Rewrite everything from the line containing "Highlight referee in yellow shirt." down to the line containing "[81,0,923,153]", scaling each bounding-box coordinate by 1.3 and rounding to whole numbers, with halves rounded up. Reproduce every line in that span, including those without coordinates, and nothing else.

--- start Stored data ---

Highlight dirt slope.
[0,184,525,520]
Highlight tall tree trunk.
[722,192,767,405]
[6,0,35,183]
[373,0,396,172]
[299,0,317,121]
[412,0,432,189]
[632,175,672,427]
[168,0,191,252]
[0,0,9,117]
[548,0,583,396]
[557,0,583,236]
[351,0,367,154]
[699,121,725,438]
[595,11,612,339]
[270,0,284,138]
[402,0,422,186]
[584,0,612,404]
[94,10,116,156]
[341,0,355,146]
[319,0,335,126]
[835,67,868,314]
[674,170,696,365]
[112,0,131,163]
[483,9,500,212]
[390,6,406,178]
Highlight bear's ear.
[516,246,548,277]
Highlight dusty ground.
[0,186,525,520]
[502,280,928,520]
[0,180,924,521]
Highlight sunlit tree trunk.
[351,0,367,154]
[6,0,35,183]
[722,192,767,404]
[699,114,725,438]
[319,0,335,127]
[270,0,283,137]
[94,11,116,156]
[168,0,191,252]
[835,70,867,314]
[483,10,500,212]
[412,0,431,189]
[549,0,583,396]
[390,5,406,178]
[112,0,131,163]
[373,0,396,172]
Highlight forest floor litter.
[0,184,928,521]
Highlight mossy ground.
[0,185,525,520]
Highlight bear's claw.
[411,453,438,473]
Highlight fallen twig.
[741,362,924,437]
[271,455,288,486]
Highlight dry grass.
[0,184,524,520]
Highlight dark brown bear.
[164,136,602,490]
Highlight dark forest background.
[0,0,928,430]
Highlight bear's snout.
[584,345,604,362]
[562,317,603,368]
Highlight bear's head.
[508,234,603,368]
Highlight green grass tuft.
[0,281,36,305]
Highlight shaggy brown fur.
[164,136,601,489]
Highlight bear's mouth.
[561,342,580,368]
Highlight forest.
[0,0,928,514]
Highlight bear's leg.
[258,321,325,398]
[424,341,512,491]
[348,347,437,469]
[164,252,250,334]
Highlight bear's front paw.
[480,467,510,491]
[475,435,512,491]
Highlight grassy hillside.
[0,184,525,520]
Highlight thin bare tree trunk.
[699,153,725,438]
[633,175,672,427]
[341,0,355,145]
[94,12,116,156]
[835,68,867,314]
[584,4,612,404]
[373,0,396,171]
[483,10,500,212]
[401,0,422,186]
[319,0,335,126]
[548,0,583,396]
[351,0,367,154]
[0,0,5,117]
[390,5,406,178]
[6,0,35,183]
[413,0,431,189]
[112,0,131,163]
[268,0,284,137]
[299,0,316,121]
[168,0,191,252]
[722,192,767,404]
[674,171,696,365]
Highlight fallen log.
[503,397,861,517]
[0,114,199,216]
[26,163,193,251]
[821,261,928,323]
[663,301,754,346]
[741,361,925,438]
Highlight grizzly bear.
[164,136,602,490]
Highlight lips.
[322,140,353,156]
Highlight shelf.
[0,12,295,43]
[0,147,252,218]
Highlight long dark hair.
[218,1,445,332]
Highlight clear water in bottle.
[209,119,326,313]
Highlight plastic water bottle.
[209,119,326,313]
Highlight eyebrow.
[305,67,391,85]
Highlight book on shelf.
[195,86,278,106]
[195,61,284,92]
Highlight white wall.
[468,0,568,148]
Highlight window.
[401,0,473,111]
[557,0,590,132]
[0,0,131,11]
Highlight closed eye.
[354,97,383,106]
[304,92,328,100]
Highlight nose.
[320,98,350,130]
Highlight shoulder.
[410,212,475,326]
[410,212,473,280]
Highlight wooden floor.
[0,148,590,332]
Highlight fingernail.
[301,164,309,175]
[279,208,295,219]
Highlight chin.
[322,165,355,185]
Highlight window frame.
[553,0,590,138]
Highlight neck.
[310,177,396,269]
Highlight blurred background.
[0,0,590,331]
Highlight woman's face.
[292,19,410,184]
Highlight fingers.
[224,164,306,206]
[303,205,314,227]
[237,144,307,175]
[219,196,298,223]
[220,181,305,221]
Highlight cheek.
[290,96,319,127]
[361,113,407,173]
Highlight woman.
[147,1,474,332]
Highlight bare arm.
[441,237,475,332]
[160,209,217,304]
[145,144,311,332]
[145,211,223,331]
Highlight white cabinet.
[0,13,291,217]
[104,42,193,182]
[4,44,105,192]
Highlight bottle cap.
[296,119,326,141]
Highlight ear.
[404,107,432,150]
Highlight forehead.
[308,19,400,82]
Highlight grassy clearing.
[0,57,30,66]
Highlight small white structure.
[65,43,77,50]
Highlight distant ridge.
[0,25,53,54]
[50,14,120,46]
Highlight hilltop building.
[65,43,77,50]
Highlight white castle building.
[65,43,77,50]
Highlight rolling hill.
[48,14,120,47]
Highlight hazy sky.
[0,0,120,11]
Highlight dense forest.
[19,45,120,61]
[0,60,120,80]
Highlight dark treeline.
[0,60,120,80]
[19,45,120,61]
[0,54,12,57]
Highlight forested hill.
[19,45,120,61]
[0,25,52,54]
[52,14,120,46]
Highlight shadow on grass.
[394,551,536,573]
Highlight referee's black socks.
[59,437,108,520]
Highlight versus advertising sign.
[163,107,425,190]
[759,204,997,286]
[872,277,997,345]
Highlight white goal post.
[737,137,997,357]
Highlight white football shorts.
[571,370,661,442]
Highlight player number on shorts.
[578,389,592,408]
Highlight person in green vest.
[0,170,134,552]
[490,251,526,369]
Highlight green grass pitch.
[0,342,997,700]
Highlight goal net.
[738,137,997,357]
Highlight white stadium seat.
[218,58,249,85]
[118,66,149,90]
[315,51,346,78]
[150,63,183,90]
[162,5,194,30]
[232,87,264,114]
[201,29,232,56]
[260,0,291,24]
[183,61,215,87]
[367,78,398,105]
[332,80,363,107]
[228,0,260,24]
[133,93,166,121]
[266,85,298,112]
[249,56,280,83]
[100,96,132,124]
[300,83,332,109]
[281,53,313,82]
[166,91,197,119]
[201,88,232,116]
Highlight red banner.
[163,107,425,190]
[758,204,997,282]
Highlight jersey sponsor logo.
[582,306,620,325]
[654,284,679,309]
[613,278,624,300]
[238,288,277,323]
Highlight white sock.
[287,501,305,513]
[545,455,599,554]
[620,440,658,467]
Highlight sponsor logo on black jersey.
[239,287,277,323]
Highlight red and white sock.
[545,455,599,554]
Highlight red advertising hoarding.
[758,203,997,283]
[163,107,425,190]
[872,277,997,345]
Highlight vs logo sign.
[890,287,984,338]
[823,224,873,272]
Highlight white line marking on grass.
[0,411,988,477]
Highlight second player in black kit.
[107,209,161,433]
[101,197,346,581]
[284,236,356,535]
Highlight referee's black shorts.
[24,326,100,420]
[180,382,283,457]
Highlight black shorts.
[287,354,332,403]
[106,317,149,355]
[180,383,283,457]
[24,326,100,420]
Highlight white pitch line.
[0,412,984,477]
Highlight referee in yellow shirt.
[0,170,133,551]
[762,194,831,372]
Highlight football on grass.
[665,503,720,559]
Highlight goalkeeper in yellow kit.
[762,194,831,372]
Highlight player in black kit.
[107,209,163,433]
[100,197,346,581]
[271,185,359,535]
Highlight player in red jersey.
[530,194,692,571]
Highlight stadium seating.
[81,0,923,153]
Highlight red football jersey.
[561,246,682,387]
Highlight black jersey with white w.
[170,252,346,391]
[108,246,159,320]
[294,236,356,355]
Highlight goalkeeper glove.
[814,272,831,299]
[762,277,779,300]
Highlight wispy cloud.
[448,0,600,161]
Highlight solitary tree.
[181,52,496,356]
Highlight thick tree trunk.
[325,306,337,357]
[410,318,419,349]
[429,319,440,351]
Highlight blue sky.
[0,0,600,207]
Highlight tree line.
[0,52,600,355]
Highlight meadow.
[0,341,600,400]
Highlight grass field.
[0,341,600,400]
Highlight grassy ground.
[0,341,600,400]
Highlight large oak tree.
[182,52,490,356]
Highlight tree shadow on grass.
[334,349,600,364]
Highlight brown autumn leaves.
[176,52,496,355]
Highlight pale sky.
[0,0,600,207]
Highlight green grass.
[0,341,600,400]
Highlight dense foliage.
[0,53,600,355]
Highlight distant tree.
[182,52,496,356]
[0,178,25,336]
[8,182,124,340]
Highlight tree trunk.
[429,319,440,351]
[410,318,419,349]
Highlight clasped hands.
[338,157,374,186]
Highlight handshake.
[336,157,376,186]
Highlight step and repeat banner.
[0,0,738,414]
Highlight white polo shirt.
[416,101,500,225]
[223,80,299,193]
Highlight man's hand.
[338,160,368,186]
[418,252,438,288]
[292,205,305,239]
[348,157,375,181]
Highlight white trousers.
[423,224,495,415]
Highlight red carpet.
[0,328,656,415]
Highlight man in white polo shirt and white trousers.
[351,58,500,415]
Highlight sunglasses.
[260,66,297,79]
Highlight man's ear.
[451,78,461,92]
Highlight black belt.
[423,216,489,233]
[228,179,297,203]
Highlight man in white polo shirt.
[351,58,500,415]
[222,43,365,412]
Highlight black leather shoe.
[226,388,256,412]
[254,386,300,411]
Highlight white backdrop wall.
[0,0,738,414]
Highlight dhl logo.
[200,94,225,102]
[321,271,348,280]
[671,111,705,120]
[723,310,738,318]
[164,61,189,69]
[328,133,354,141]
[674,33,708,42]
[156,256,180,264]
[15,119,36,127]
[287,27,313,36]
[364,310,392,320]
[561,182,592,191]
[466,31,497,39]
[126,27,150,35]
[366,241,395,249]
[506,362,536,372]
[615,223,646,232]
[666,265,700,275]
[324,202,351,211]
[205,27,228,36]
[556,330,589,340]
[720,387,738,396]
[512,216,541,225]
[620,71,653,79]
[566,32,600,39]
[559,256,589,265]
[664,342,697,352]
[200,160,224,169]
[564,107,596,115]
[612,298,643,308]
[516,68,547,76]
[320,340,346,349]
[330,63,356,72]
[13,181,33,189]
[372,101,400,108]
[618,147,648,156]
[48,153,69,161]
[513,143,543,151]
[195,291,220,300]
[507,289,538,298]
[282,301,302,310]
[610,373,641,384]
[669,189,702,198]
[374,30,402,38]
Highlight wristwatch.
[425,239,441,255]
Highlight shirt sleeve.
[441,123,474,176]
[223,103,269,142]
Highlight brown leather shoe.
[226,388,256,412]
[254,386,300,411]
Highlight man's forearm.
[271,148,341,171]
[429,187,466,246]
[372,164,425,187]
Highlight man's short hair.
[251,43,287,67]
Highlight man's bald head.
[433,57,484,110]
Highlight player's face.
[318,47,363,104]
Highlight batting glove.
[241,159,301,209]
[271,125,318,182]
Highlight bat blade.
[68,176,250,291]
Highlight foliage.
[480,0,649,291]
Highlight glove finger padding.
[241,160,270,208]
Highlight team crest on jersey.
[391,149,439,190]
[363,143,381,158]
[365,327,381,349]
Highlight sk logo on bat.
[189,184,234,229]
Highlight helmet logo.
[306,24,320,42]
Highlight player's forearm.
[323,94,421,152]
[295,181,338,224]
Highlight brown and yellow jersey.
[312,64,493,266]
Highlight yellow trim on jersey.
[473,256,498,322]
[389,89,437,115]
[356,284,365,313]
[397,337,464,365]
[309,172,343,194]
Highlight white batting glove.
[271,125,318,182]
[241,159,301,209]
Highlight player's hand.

--- end Stored data ---

Written solution:
Highlight referee in yellow shirt.
[0,221,173,716]
[991,252,1080,484]
Highlight football on grass.
[865,654,936,727]
Highlight goalkeeper in yellow kit.
[991,252,1080,484]
Highlight player in black kit.
[139,272,212,563]
[130,256,450,755]
[352,241,467,696]
Highlight player in red jersey.
[689,252,900,742]
Highlight stadium seating.
[105,0,1200,199]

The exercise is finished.